-- START --
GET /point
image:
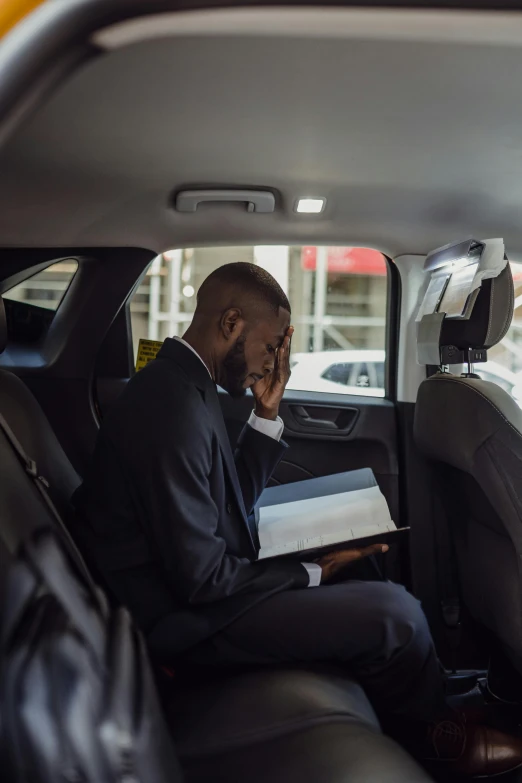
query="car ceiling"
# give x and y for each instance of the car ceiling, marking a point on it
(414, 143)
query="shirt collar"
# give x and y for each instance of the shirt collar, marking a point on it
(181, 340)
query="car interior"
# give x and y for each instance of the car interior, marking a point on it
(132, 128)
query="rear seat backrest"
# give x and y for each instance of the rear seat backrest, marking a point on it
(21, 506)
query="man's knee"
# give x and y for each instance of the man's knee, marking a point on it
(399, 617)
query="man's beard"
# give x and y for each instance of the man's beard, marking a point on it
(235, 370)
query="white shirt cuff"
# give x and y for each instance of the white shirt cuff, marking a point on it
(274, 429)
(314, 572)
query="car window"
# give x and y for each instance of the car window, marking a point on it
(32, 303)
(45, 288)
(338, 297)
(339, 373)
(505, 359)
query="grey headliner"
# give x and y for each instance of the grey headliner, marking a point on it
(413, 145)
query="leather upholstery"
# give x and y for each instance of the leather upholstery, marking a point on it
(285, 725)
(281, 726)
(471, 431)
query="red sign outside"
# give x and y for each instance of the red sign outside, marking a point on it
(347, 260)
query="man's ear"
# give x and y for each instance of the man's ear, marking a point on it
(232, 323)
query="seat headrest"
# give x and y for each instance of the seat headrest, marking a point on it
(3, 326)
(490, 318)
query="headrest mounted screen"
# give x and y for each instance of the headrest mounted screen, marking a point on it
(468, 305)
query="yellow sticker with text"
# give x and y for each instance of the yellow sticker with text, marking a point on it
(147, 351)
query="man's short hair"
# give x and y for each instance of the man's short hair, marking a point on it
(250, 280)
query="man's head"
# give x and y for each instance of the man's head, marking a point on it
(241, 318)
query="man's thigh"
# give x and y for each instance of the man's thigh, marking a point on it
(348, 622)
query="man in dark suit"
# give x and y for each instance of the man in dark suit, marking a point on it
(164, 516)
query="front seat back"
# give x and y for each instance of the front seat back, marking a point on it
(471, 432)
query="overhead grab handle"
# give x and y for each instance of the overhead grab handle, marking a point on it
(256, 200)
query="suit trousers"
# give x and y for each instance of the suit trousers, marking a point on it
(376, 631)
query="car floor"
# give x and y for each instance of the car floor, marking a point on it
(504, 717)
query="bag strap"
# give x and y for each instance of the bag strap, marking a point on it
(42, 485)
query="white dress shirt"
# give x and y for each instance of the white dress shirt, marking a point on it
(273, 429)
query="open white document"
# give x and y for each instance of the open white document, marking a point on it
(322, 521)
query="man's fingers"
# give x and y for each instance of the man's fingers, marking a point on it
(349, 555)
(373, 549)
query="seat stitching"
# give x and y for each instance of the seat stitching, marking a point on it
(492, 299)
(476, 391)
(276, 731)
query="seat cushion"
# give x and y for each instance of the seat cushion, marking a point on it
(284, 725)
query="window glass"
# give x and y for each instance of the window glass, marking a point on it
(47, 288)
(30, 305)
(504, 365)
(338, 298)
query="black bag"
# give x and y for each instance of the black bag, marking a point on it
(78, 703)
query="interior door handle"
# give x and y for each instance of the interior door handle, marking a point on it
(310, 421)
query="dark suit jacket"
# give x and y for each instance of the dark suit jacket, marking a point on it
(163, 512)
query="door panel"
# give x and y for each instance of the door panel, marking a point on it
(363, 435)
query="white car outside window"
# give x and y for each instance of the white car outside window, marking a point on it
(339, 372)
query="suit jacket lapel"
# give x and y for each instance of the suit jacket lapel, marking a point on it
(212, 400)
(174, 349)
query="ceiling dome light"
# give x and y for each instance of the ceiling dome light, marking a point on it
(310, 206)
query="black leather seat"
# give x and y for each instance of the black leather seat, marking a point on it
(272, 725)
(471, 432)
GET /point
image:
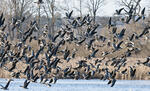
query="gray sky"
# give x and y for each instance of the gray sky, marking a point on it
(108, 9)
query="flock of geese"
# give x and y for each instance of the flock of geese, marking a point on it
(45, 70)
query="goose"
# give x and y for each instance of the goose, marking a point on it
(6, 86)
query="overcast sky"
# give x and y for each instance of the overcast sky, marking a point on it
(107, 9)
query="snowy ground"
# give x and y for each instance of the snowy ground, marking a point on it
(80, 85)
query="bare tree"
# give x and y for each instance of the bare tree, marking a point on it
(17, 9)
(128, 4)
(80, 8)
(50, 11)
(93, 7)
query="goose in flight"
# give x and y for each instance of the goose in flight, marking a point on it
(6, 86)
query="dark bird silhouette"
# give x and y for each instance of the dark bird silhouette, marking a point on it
-- END --
§ Stated task: Reproduce the material above in full, exactly, with no images.

§ Exercise result:
GET /point
image:
query="car ceiling"
# give x and y for each instance of the car ceiling, marking a point on it
(414, 143)
query="shirt collar"
# give x and y for each instance of the shirt collar, marking a point on it
(181, 340)
query="car interior"
# give x and y for each instance of the car interior, marking a point on it
(132, 128)
query="rear seat backrest"
# give x and y for each instance of the rear seat backrest, marking a point on it
(21, 506)
query="man's knee"
# give x and y for each instance of the man's knee, marking a point on it
(399, 617)
query="man's beard"
# give x and y for each instance of the man's beard, marking a point on it
(235, 370)
query="white shirt cuff"
# give x and y for each instance of the white shirt cuff, marking a point on it
(274, 429)
(314, 572)
query="car window"
# give x and y for each instance of the car window, marking a point on it
(32, 303)
(45, 288)
(338, 297)
(339, 373)
(505, 359)
query="grey headliner"
# give x and y for each instance of the grey headliner, marking a point on it
(413, 145)
query="leather upholstery"
# give x and y for each instance of the leather upholstery, marking a point on it
(285, 725)
(281, 726)
(471, 431)
query="red sign outside"
# give x and y for each instance of the red sign outside, marking a point on it
(347, 260)
query="man's ear"
# give x and y for each instance of the man's ear, marking a point on it
(232, 323)
query="seat headrest"
# give x and y for each instance of the seat headrest, marking a point on it
(3, 326)
(490, 318)
query="headrest mounted screen"
# give x and y for each instance of the headrest mounted screen, marking a point on it
(468, 305)
query="yellow sticker with text"
# give x and y for each instance of the yellow sticker with text, marking a point on it
(147, 351)
query="man's short hair"
# give x and y for each instance of the man's short hair, marking a point on it
(250, 280)
query="man's head"
# give x and y for each instance of the man's head, marking a point on it
(241, 318)
query="man's thigh"
# give x and y for each instance of the man's thigh, marking a point on it
(348, 622)
query="man in dark suit"
# give x and y for each instance of the man in dark suit, marking a point on it
(164, 516)
query="front seat back"
# give x and y for each instance of the front seat back, marking a point on it
(471, 432)
query="overhead grab handle"
# give x and y for each instance of the overhead grab handle, marking a point on it
(256, 200)
query="suit trousers"
# give x and y for each instance of the suit trousers, marking a point on it
(376, 631)
query="car floor"
# give x and y for each instance of the car floor, marking a point on it
(504, 717)
query="bag strap"
# give x and y for each instance of the bag strap, marking a point on it
(42, 485)
query="white dress shirt"
# give x and y for each instance of the white dress shirt, marking a point on it
(273, 429)
query="open white document"
# give x and y for each instance of the open white document, marking a point on it
(322, 521)
query="man's fingers"
# give x and y for each instance of the man's fingers, marking a point on it
(349, 555)
(373, 549)
query="seat stitching"
# give x and y for each instance of the seat stitching, marking a point on it
(492, 299)
(476, 391)
(276, 731)
query="seat cushion"
# give x and y for each instance of the seat cushion, marking a point on it
(284, 725)
query="window glass"
# give x and y for each instance of the window glass, marking a point on it
(47, 288)
(30, 305)
(504, 365)
(338, 298)
query="black bag"
# give x and y for each instance of the black bag, marking a point on it
(78, 703)
query="interior door handle"
# give x and y for each instance of the interior door handle, marking a point on it
(310, 421)
query="dark suit jacket"
# give x and y for each instance of the dark suit jacket, marking a point on it
(163, 512)
query="door panel"
# give x and y for each instance of the door panel, marking a point on it
(363, 435)
query="white car outside window"
# give x and y for each instance of the white car outside window, marking a point on it
(339, 372)
query="suit jacket lapel"
# give x and y for each instance of the suit jacket lapel, marking a point on it
(212, 400)
(174, 349)
query="ceiling dome light"
# give x and y for each instance of the ceiling dome light, marking a point on it
(310, 206)
query="black leather seat"
# give x and y for each instance of the black leather seat, marking a point on it
(272, 725)
(471, 432)
GET /point
image:
query="gray sky"
# give x and y for each instance of the gray sky, marking a point on it
(108, 9)
query="flock of geese"
# give x and y for each instance of the flock of geese, marking a point on it
(45, 70)
query="goose"
# give x and y for each instance of the goose, marking a point on it
(6, 86)
query="overcast sky"
# give x and y for each instance of the overcast sky, marking a point on it
(107, 9)
query="snowy ground"
# give x and y for each instance of the snowy ground, marking a point on it
(80, 85)
query="bare tree"
# give x and y for each instance of the bare tree, marking a point on it
(17, 9)
(128, 4)
(80, 8)
(50, 11)
(93, 7)
query="goose in flight"
# give x and y for each instance of the goose in flight, marking a point on it
(6, 86)
query="dark bird silhouette"
# give x and y for each instance of the dark bird silhouette, marking a point on it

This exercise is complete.